== MATERIAL FOR THIS EXERCISE ==

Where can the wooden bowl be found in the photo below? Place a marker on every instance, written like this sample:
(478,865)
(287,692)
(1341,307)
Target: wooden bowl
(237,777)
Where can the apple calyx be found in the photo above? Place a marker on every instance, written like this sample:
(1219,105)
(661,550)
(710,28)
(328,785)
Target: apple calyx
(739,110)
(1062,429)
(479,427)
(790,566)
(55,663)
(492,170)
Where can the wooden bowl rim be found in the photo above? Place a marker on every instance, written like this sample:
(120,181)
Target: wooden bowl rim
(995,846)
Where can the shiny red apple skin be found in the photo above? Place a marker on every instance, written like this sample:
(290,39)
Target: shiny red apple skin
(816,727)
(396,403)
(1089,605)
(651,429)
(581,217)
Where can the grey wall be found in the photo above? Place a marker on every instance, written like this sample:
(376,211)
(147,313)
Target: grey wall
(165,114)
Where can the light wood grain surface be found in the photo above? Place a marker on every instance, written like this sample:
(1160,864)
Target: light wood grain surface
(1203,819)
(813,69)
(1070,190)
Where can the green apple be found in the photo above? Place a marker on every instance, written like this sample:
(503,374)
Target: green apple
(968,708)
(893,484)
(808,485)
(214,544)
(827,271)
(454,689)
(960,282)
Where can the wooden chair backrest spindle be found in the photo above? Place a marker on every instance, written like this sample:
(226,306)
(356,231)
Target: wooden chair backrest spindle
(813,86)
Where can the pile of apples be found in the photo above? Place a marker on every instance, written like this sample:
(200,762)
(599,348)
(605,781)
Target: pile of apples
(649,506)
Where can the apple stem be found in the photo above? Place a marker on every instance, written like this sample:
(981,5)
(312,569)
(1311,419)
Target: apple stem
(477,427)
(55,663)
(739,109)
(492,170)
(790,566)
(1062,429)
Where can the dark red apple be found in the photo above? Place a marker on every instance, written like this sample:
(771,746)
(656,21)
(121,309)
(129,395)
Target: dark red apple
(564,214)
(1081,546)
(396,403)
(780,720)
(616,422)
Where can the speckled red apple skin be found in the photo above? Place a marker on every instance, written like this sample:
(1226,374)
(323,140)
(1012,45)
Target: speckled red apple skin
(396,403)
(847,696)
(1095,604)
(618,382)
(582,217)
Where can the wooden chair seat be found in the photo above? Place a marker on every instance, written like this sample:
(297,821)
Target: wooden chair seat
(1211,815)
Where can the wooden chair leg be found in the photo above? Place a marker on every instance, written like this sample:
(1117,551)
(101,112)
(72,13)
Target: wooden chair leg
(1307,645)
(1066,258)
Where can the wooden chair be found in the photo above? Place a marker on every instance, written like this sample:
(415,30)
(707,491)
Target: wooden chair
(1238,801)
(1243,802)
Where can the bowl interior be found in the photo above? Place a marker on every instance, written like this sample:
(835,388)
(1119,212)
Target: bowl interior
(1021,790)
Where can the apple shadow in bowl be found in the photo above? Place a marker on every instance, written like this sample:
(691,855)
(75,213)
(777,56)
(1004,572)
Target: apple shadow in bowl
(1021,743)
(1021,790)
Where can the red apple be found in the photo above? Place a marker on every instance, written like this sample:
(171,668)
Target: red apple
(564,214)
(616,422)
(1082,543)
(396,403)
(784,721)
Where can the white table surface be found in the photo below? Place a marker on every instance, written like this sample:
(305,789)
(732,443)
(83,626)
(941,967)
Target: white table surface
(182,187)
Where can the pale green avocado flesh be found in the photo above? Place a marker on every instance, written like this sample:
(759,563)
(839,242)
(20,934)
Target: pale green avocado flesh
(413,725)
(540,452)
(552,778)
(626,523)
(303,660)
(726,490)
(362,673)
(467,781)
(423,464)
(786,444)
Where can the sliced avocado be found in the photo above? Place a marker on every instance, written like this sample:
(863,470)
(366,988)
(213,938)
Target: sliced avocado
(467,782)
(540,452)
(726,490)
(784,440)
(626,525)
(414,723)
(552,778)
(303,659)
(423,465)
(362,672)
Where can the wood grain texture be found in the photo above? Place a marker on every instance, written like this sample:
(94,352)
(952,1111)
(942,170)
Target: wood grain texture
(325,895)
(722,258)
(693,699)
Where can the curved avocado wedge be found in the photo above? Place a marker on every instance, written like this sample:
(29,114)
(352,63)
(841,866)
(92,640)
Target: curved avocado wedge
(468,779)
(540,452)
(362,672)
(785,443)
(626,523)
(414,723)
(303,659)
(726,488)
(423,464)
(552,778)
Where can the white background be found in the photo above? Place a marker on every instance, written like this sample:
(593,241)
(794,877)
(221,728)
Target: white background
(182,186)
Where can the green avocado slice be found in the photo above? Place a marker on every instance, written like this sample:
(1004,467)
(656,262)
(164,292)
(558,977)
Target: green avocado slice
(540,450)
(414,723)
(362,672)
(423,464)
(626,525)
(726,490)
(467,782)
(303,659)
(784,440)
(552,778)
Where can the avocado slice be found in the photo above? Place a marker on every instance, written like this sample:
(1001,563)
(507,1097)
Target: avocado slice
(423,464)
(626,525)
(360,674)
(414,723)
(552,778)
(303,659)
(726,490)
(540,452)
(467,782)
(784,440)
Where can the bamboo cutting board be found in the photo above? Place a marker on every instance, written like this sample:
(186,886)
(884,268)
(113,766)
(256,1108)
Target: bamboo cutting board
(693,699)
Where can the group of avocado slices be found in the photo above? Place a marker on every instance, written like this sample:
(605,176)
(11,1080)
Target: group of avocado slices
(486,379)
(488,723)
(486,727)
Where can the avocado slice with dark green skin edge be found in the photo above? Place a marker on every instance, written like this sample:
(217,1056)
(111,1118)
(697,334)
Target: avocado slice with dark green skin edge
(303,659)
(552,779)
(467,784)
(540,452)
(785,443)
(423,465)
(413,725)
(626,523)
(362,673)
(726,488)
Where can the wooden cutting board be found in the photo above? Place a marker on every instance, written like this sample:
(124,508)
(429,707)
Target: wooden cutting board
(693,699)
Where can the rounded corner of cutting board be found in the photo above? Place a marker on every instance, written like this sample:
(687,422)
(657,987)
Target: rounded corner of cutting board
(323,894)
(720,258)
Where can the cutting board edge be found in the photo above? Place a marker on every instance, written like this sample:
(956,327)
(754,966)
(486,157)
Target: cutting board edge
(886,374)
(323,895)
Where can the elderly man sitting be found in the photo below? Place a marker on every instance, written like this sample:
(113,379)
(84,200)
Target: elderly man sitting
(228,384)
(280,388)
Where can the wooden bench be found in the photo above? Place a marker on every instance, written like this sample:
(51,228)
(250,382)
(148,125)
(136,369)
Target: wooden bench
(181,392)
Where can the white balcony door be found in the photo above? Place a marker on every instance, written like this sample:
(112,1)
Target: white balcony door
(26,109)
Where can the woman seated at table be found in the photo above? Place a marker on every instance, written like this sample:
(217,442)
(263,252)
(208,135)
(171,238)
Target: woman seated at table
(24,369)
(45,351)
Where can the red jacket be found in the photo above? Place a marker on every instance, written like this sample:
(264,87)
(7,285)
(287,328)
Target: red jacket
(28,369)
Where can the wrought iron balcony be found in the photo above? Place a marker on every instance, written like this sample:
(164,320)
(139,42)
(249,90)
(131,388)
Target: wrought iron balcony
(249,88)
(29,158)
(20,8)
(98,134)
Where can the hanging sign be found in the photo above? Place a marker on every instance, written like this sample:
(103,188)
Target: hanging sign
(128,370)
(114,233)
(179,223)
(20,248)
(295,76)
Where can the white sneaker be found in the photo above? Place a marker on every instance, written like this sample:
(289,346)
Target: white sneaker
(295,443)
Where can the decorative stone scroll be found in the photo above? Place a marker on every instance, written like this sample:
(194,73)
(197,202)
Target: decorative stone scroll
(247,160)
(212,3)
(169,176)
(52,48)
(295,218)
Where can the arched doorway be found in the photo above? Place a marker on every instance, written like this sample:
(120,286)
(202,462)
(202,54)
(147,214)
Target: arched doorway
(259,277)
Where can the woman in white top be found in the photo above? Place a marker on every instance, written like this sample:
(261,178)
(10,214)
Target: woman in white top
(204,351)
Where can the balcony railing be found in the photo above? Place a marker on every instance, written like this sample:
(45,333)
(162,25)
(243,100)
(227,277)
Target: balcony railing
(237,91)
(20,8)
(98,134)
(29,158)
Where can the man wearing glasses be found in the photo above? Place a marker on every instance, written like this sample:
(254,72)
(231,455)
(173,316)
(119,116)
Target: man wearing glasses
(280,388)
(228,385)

===

— EXERCISE TASK —
Copy out the lines above, starting at the line containing "Where can the woman in" and continuing through the final line, with both ends included.

— TASK RESPONSE —
Where can the woman in white top be found in the photo above? Place a marker on every instance, written like this sample:
(261,178)
(10,214)
Target: woman in white top
(204,351)
Where can the balcony railing be found in the photo above? Place a marker on every instance, written like this sample:
(45,333)
(162,25)
(243,100)
(227,277)
Target: balcony railing
(237,91)
(20,8)
(98,134)
(29,158)
Where can the man wearing glasses be found in the photo above? Place a marker on every instance, written like this sample:
(254,72)
(231,455)
(173,316)
(119,116)
Target: man wearing glasses
(280,388)
(228,385)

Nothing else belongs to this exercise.